> [Passage given]:
Survivors' Guide to the Last Days of the Coming Climate Inferno



Well, it’s 2022, and we have increased our carbon emissions and methane leaks worldwide, and we are losing the global warming battle as recorded by most of the folks watching the numbers. This is clear from the United Nations Intergovernmental Panel on Climate Change (IPCC) report, August 2021, which signaled an alarm (code red) because of the lack of progress toward reducing global warming since the Paris Agreement, 2015. Also in late 2021, the United Nations Climate Change Conference (COP26) met for the twenty-sixth time but failed to record significant progress toward reducing CO2eq[1] in the atmosphere from the hugest emitting countries.


UN secretary-General António Guterres opened COP26 with an urgent warning: “We are digging our own graves … recent climate action announcements might give the impression that we are on track to turn things around. This is an illusion. Even in the best-case scenario, temperatures will rise well above 2 degrees Celsius (3.6 degrees Fahrenheit) and likely quite a bit higher. We are still heading for climate disaster.”[2]


It is not to say that there is not a broad group of sincere organizations and citizens of the world that have been/are working hard to curb the chemicals that threaten our existence. They are out there, but the job seems to be beyond the good people’s ability to guide the planet into a space that will allow humans to occupy earth for much longer. I know, we are not supposed to talk like that. The sanctioned position has always been blind optimism bolstered by a grin and the call to dig deeper, but today—or maybe it was sometime yesterday—the grin became grim, and the diggers have become reapers.

The simple facts have led us to a realization that must not be mentioned; no, it’s not Lord Voldemort but some equally inconvenient truth. We are not losing the global warming battle—the battle is lost!


Admittedly, this is an unpopular realization, but the forces that have been and are presently in power have little interest in

taking the necessary steps to reign in the established economic barons that rule the air of the world. As a result, we will have a host environment that will not at first be friendly and later will no longer be habitable by present-day homo sapiens.

> [Object pointing dataset rows]:
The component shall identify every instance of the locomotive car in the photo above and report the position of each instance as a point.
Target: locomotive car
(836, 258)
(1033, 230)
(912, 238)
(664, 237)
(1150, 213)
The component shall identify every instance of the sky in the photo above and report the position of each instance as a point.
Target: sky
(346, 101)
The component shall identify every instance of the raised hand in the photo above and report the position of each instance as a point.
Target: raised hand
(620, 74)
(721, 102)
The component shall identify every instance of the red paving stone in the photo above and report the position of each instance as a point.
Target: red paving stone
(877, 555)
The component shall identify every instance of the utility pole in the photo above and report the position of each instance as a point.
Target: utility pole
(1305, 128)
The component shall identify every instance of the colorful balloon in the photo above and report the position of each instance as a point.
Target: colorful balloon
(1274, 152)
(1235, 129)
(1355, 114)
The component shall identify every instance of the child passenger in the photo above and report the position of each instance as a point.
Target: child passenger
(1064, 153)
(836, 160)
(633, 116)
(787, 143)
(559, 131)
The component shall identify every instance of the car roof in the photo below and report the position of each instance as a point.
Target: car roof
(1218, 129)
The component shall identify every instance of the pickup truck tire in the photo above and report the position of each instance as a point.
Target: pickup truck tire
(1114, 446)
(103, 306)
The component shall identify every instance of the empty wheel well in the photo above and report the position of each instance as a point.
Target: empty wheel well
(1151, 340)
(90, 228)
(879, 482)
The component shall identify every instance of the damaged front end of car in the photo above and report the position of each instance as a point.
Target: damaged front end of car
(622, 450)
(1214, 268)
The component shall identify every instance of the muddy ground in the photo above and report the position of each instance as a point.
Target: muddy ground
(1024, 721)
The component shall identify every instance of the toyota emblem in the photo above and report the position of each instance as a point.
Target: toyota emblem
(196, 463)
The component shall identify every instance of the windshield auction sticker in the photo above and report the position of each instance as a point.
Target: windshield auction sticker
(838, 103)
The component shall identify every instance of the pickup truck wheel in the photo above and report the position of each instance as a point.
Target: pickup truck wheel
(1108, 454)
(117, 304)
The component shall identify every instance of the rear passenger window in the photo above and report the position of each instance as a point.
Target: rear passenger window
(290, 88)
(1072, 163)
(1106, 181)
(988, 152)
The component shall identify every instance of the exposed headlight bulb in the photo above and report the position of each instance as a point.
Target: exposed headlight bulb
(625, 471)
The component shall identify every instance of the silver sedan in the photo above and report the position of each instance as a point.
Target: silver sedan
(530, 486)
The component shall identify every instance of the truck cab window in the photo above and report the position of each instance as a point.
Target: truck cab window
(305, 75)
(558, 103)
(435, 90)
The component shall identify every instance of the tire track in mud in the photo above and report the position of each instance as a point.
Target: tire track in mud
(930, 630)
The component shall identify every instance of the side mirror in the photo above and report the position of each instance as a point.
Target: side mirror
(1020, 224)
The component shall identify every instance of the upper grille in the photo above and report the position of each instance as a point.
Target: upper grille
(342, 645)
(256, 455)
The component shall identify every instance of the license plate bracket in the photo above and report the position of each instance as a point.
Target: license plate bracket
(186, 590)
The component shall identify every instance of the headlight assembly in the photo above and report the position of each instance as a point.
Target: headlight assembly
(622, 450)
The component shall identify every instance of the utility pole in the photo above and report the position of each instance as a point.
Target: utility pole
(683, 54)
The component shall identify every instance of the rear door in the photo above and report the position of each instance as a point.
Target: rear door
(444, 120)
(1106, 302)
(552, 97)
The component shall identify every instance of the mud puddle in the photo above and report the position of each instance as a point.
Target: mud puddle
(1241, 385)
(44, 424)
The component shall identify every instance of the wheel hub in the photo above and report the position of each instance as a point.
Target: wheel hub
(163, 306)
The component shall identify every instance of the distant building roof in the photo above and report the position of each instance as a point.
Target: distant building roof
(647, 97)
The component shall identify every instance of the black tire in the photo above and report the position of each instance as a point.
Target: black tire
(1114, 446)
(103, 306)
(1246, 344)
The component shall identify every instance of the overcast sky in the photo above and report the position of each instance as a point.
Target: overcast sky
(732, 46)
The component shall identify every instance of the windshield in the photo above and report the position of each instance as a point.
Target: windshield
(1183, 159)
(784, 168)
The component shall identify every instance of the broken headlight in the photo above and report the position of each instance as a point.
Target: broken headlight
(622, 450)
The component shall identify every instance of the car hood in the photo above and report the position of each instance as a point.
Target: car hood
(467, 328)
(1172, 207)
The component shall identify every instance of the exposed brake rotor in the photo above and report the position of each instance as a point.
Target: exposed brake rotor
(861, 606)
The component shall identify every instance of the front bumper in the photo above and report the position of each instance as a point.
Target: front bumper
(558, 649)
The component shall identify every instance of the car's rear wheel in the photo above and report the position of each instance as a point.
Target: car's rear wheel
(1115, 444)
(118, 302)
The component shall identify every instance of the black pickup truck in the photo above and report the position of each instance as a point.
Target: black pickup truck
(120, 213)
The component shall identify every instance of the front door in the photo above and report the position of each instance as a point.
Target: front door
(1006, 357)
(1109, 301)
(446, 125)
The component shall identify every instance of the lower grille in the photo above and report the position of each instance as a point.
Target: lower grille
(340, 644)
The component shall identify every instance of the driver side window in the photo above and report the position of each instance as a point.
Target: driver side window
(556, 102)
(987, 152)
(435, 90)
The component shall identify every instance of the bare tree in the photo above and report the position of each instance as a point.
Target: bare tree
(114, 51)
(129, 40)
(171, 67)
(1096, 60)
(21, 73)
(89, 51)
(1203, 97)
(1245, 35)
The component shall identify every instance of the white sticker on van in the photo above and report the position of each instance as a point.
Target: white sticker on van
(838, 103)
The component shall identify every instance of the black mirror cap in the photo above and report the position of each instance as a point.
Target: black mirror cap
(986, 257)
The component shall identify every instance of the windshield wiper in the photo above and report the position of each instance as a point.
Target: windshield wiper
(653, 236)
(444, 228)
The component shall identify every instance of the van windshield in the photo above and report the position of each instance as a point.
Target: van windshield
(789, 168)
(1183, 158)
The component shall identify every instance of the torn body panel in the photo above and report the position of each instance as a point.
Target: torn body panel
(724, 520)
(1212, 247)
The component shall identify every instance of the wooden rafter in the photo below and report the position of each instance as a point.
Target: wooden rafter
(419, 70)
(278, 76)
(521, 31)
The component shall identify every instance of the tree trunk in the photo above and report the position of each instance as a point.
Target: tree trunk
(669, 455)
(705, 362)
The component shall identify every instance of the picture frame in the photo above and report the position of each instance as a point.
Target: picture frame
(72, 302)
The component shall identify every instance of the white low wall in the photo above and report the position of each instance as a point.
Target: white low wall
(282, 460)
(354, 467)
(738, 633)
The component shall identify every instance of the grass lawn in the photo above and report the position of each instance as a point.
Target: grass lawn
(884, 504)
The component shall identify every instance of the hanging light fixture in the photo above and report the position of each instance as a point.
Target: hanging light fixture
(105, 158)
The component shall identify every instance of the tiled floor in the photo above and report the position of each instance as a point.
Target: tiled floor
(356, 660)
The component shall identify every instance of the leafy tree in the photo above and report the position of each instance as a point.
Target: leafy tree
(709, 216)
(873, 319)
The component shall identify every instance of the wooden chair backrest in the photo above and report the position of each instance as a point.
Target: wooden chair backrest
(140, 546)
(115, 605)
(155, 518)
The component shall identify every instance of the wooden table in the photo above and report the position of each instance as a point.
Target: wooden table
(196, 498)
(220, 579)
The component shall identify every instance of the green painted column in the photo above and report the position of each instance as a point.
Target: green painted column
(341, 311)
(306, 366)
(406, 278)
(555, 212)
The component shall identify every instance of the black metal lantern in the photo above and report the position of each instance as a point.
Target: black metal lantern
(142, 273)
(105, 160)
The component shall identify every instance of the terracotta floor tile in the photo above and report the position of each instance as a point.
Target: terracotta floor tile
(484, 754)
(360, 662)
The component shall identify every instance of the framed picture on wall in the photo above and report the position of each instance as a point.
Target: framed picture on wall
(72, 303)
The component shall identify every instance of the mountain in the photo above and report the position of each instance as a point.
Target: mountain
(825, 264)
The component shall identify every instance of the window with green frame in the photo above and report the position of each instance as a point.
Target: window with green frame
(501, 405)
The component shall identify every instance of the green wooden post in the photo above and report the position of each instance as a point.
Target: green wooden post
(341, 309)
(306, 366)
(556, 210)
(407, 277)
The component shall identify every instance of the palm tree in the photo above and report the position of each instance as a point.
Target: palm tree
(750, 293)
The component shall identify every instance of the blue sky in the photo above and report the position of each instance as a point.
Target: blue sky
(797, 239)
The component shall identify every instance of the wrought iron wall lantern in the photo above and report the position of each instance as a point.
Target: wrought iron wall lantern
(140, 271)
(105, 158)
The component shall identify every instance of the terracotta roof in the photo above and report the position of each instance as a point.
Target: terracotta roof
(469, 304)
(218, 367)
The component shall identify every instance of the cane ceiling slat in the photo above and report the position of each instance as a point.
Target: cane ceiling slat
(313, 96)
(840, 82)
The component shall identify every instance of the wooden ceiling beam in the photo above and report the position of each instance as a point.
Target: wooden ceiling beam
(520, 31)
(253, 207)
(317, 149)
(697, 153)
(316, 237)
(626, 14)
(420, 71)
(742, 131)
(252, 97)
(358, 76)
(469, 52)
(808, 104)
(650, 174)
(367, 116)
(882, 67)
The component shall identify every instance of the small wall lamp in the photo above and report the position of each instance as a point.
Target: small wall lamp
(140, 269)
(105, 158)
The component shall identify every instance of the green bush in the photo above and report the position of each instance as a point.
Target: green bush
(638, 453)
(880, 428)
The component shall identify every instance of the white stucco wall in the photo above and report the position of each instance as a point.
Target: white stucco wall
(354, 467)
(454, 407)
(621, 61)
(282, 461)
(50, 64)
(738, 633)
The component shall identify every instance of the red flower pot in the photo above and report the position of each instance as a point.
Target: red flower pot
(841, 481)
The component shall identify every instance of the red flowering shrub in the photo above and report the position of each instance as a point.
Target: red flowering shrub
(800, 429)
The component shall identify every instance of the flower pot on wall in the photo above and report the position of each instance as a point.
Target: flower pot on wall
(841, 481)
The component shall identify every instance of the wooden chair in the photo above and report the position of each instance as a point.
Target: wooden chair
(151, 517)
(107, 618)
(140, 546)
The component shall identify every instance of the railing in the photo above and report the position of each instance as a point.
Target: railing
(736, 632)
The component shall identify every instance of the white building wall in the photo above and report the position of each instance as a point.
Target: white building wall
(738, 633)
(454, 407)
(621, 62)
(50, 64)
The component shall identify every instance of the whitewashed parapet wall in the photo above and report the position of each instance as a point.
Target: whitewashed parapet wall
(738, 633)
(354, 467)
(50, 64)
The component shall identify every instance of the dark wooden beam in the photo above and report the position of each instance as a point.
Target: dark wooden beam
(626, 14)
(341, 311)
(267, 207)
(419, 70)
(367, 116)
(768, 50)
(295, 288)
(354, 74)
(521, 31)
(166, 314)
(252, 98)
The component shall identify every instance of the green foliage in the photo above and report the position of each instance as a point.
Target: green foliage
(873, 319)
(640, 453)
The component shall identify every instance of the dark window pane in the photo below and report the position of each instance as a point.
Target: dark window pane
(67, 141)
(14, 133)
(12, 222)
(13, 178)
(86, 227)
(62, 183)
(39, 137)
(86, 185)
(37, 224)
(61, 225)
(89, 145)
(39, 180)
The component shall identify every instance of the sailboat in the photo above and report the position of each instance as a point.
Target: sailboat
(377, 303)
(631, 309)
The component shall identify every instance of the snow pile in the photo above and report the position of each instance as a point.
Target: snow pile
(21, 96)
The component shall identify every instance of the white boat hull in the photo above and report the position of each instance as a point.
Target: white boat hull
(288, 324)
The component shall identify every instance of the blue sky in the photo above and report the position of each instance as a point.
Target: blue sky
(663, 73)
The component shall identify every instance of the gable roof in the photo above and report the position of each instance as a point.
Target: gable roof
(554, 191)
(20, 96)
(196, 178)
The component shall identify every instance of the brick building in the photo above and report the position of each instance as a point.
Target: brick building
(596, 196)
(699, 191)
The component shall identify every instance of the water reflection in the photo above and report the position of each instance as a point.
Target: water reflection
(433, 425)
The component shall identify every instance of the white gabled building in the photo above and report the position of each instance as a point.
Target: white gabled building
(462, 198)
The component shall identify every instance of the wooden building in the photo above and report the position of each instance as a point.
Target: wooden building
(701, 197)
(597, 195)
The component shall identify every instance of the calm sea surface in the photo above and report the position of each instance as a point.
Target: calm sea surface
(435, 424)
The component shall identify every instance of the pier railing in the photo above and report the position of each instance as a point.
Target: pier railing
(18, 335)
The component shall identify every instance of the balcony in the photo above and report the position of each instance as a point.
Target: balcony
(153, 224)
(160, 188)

> [Objectives]:
• a. Summarize the climate passage in two sentences.
• b. List every distinct year mentioned in the climate passage.
• c. Please carry on the climate passage from its final sentence, adding a paragraph or two.
The records stand apart from the climate passage and are separate material.

> [Final answers]:
• a. As of 2022, rising carbon emissions and methane leaks mean the global warming battle is being lost: the August 2021 IPCC report sounded a code red alarm, COP26 failed to record significant progress from the largest emitters, and UN Secretary-General António Guterres warned that temperatures will rise well above 2 degrees Celsius. Although sincere organizations and citizens are working to curb the threatening chemicals, the author concludes that the battle is lost because those in power have little interest in restraining the economic barons, leaving an environment that will eventually no longer be habitable by present-day humans.

• b. 2022, 2021, 2015

• c.
Oh, I get it; if you believed me or science or the scientists that have been warning of this day for decades, you’d be asking, “What can we do?” “We are (used to be) the most powerful nation in the world, and we will put a stop to this!” But it doesn’t matter because the time has come when we are past the tipping point and there isn’t anything anybody can do to save the planet. Think massive meteor hurling directly at the earth from a galaxy far, far away. It is over for humans. From this point forward, isolated geographic suffering will morph into coastal malaise, grassland dysfunction, and highland congestion before terminal destruction.


So given all this doom and gloom stuff, the real question is, what can/should I do now with the indeterminate time I/we have while I/we have it? And so, we have come to the actual value of this soliloquy. Should we run, give up, fight, or get smart about our remaining options for the time we have left? What do you want to do/see before it’s all gone? What should your kids see today that won’t be here tomorrow? What investments are ripe for the destruction era? Where should I relocate before the masses figure this out? Can I start eating meat, take up smoking, buy a nuclear car?


The global cooling chute did not open for planet Earth, and little now can be done about that. Still, there may be twenty or thirty years of climatic withering that you can enjoy before planetary dissonance makes life miserable.


[1] The eq after C02 signifies carbon dioxide equivalent. This is a metric measure used to compare the emissions from various greenhouse gases based on their global warming potential (GWP). Other greenhouse gases are methane, nitrous oxide, and ozone. [2] António Guterres, UN Secretary General, opening remarks COP26 (UN Climate Summit) Glasgow, Scotland, November 1, 2021.